▶ **WHAT YOU HAVE TO DO**:
List the broad categories of allergies that the allergy relief article names.

▶ **STUDY TEXT**:
|---|

Top 9 Natural Allergy Relief Home Remedies
April 8, 2021
Original article and page source found here.
According to the Allergy and Asthma Foundation of America, one in five people, or an estimated 50 million Americans, suffer from some type of allergies. The chances are high that you or someone you know deals with ongoing allergies, whether seasonal allergies, food allergies or another type, and could use allergy relief at least from time to time.
Most people who struggle to find allergy relief go to the doctor to be treated and/or are routinely given pharmaceuticals ranging from acetaminophens to antihistamines, both of which may actually further aggravate the symptoms they were given for. If you prefer not to take prescriptions to keep your symptoms under a control, what can help allergies at home?
Home remedies for allergies — including symptoms like congested sinuses, headaches, and watery or itchy eyes — include using frankincense essential oil, eucalyptus oil and quercetin. Below you’ll learn about nine amazing, all-natural home remedies for allergies that can help provide fast allergy relief.
What Are Allergies?
An allergy is defined as a type of “bodily reactivity (hypersensitivity) to an antigen in response to a first exposure,” or an “exaggerated or pathological immunological reactions (as by sneezing, difficult breathing, itching, or skin rashes) to substances, situations, or physical states.”
In other words, allergies are due to hypersensitivity of the immune system that causes damaging responses that can affect the whole body. Some of the most common causes of allergies are things like pollen found outdoors, animal fur, dust or particular foods.
Allergy symptoms occur when your body responds to allergens by producing a chemical called histamine, which works by helping to counteract the allergen. The immune system causes allergic reactions by producing immunoglobulin E (IgE) antibodies that cause widespread symptoms.
There are several broad categories of allergies, which include:
Seasonal allergies (also called rhinitis or hay fever), usually worsening when pollen levels increase or change, such as during the spring or fall
Perennial allergies, occurring year-round
Food allergies, such as shellfish allergies
Indoor allergies, such as to mold or dust
Skin or eye allergies
Pet/animal allergies, such as to dogs/cats, insects, etc.

|---|

▶ **GIVEN ENTRIES**:
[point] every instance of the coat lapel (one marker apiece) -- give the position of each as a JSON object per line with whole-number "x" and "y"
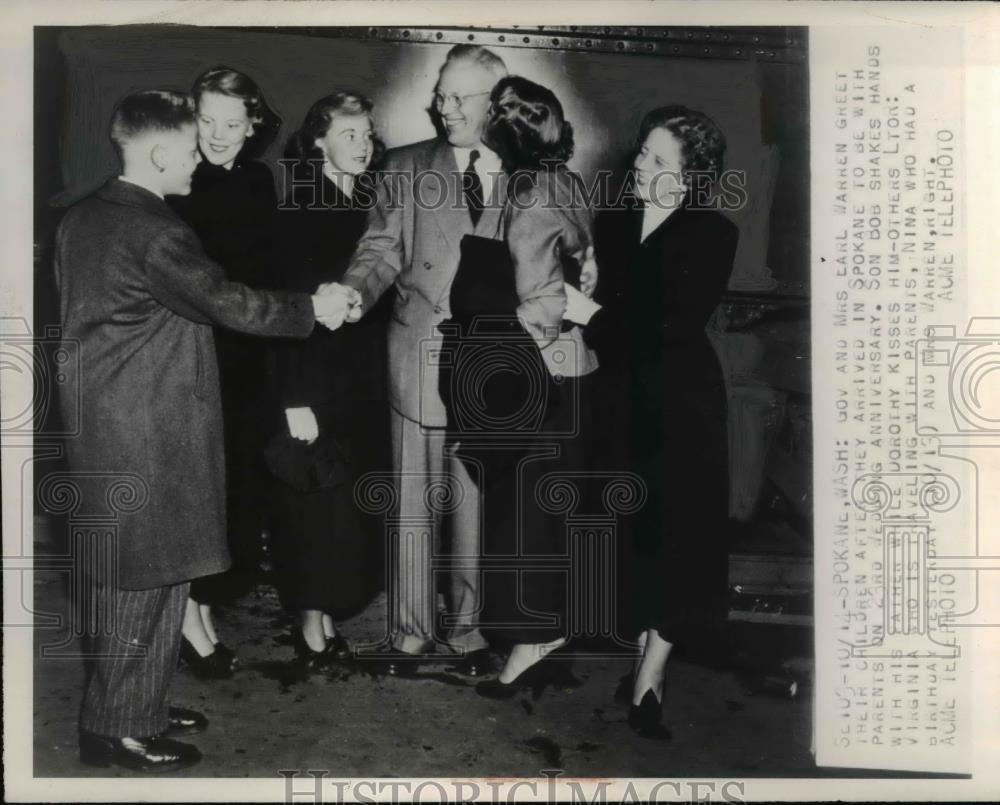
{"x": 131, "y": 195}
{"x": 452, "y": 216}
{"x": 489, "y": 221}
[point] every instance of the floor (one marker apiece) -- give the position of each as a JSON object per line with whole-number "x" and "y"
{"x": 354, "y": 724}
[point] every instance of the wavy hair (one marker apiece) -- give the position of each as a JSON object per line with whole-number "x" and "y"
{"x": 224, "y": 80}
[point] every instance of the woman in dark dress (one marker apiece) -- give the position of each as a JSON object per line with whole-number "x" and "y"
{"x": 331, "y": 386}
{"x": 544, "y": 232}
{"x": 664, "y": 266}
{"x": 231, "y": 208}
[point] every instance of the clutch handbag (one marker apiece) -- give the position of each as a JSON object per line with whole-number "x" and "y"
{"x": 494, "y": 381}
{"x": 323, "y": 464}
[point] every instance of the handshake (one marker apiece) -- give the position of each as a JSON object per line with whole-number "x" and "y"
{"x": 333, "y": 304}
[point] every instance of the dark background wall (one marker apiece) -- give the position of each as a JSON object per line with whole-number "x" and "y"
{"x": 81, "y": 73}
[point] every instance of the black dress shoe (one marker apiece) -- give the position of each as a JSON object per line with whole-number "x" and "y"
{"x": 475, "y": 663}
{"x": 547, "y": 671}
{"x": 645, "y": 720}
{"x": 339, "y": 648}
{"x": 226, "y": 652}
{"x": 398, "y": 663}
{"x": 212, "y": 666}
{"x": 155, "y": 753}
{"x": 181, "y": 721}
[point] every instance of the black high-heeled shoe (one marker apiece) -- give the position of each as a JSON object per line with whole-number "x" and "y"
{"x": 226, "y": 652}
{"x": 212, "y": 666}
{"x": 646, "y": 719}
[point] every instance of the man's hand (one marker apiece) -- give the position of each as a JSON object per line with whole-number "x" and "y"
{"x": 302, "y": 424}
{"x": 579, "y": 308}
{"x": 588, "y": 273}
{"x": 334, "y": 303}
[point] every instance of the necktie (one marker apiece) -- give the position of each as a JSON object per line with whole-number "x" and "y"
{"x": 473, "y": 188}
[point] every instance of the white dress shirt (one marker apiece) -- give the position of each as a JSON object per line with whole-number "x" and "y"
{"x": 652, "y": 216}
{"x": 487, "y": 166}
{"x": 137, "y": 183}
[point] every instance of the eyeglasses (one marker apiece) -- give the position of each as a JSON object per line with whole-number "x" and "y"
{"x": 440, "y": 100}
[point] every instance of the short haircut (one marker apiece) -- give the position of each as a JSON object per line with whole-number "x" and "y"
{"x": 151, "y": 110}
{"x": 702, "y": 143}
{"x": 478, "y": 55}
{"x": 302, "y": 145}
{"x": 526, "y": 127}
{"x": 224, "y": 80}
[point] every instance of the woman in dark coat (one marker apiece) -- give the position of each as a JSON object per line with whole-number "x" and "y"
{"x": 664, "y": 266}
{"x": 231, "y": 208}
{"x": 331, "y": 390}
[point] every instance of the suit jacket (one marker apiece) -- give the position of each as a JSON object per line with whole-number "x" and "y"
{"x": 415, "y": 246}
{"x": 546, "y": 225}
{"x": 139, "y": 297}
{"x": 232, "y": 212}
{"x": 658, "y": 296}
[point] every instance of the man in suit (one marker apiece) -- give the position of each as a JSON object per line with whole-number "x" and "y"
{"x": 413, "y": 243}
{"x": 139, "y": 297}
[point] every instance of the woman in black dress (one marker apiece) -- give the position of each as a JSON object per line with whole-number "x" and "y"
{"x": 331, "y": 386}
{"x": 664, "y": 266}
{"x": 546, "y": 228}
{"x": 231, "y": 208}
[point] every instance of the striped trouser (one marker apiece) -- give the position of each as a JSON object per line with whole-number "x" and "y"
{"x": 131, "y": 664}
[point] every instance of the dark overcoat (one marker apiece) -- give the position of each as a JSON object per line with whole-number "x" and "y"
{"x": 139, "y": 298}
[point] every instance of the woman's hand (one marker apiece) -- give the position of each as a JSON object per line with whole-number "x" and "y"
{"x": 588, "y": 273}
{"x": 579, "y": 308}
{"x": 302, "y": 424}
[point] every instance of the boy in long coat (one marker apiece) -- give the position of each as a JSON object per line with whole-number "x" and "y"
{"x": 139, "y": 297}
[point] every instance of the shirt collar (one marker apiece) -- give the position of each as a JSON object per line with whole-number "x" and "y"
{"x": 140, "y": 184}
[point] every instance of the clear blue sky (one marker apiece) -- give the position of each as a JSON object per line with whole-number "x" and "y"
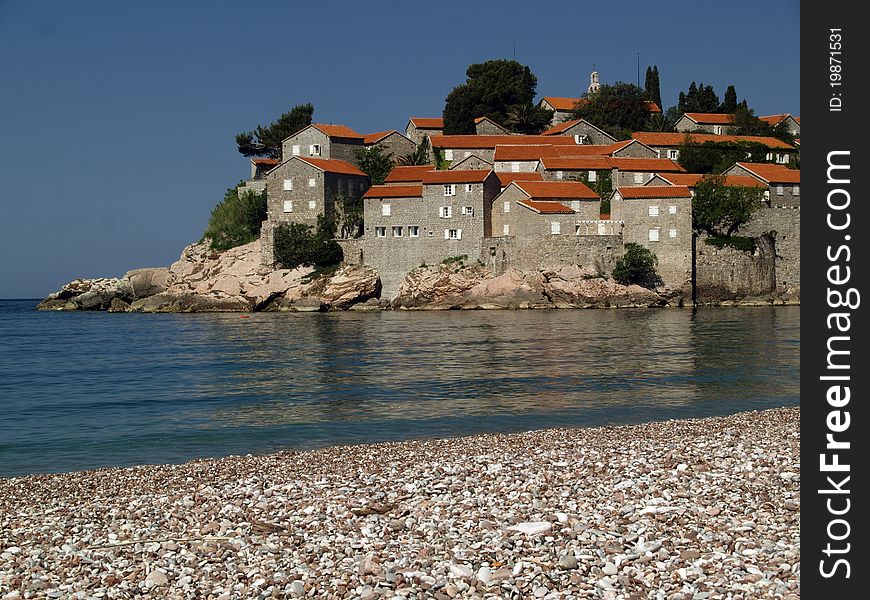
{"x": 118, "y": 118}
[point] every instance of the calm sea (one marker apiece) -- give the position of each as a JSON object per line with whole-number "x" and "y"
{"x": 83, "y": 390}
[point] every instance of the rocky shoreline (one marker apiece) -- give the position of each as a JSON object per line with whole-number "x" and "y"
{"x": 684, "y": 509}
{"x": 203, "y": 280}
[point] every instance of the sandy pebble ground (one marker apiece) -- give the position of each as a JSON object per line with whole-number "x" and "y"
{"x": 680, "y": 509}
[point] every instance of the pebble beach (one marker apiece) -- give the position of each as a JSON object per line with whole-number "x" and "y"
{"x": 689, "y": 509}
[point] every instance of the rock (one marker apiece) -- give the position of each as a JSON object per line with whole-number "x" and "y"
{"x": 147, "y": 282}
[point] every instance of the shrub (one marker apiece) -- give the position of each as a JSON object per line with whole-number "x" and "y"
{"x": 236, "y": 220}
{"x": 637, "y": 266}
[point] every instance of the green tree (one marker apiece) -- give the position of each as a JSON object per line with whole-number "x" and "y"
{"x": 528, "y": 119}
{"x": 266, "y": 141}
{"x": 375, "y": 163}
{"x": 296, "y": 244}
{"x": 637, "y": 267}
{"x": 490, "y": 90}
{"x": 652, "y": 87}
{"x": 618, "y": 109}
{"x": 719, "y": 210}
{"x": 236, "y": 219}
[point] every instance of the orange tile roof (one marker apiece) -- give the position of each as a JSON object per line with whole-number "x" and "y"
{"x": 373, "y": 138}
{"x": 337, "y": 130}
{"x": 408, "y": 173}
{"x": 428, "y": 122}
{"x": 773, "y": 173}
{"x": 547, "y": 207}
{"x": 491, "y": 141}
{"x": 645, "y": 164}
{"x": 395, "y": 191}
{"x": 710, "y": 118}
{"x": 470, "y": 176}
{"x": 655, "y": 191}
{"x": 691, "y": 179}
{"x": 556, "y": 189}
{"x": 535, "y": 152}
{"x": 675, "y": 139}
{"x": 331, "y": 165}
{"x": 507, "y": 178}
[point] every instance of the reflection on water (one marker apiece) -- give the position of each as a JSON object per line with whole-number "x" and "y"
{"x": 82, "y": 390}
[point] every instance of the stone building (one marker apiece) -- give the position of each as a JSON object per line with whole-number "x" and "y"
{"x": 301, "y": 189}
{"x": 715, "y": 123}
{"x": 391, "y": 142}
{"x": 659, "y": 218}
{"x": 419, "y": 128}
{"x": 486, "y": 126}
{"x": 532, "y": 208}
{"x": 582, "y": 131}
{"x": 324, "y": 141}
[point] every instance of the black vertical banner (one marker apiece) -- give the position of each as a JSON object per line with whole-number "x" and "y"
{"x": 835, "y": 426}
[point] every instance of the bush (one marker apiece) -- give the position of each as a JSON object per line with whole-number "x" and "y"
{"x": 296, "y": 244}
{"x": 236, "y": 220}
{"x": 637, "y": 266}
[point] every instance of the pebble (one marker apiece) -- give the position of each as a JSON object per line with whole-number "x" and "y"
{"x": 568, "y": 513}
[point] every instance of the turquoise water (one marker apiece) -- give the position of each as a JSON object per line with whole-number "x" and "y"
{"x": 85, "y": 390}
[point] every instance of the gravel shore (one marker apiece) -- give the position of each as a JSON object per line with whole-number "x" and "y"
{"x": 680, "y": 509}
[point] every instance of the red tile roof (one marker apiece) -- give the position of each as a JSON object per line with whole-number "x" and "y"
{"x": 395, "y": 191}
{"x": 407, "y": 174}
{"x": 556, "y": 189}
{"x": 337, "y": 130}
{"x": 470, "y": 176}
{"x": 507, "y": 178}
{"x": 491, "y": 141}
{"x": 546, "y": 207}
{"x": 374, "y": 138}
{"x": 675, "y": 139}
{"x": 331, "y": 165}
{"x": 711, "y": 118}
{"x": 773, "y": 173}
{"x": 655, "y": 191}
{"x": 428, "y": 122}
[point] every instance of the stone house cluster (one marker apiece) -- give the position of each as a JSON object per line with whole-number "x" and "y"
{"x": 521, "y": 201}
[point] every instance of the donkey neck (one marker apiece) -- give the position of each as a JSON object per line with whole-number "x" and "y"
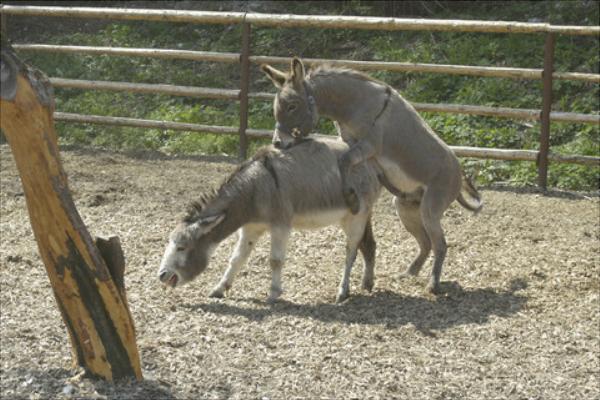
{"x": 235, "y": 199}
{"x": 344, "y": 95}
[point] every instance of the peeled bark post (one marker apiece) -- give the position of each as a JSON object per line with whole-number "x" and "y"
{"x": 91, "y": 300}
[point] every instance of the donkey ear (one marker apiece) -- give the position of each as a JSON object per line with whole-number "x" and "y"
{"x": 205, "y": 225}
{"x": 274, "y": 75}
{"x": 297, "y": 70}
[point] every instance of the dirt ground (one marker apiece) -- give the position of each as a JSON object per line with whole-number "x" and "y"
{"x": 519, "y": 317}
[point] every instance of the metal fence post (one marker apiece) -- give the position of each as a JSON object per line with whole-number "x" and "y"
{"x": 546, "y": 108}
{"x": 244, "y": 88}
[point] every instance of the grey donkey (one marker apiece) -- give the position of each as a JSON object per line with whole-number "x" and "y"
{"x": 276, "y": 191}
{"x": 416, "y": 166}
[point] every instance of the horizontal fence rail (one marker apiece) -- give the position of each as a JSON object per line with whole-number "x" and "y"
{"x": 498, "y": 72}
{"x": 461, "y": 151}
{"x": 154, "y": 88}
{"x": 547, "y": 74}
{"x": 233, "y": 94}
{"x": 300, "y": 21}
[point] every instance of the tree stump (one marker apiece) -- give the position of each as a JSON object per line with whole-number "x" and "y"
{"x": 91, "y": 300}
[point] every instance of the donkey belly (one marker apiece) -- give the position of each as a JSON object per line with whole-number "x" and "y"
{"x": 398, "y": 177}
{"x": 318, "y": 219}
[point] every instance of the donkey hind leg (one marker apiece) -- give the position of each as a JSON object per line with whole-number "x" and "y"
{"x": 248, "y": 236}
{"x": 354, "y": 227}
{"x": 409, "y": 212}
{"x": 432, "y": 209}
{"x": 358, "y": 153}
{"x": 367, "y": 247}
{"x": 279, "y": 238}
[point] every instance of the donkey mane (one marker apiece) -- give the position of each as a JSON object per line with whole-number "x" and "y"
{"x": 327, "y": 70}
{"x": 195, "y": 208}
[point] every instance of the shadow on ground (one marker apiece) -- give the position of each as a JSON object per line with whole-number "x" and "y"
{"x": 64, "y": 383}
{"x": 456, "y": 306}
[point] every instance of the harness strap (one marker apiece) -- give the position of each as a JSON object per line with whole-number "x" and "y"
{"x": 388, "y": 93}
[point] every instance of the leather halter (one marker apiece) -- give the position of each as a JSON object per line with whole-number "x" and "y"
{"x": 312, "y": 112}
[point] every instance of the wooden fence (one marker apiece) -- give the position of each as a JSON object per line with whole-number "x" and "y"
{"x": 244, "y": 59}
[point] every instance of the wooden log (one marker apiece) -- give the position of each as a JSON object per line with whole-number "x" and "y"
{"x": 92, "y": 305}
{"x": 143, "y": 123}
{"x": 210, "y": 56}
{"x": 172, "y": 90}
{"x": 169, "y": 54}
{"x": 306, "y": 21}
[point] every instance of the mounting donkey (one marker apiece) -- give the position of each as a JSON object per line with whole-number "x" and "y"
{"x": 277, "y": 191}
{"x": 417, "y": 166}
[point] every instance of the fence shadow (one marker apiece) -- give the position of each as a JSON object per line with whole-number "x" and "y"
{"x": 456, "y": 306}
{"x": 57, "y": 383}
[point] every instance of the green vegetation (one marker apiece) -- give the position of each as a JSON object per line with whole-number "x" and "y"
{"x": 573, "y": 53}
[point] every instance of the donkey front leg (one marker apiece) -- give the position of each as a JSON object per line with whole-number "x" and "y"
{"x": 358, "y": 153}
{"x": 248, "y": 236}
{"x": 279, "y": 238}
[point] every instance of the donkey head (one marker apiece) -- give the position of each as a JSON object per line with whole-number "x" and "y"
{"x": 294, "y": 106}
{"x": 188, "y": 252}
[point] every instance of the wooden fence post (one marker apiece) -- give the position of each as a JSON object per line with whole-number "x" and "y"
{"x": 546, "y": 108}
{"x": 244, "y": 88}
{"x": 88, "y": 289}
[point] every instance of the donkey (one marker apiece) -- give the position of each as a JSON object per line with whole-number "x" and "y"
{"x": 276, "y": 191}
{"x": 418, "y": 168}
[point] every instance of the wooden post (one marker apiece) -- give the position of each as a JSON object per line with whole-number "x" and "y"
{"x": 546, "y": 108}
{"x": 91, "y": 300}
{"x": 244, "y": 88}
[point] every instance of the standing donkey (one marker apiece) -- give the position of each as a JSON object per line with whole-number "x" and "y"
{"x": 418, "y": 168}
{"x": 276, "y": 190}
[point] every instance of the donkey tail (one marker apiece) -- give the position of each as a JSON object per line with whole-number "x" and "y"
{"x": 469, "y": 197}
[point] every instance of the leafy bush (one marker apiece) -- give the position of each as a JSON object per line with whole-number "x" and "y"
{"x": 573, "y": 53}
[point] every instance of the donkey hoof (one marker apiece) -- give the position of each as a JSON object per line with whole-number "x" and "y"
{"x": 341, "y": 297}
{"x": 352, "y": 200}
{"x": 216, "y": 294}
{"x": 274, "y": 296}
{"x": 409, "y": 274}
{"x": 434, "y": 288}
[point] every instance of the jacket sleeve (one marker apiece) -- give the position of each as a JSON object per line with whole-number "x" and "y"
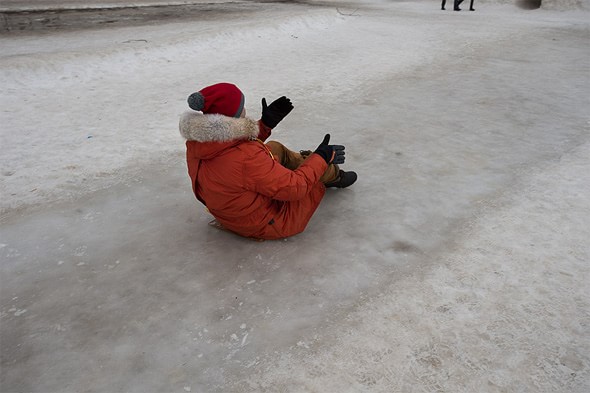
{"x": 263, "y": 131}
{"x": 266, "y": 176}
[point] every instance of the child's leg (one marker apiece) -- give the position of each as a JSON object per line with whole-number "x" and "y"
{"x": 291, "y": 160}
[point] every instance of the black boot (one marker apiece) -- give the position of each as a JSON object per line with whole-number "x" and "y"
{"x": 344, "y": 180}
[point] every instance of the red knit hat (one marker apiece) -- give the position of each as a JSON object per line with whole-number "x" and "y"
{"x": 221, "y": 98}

|---|

▶ **EXERCISE RESPONSE**:
- Seasonal allergies (also called rhinitis or hay fever)
- Perennial allergies
- Food allergies
- Indoor allergies
- Skin or eye allergies
- Pet/animal allergies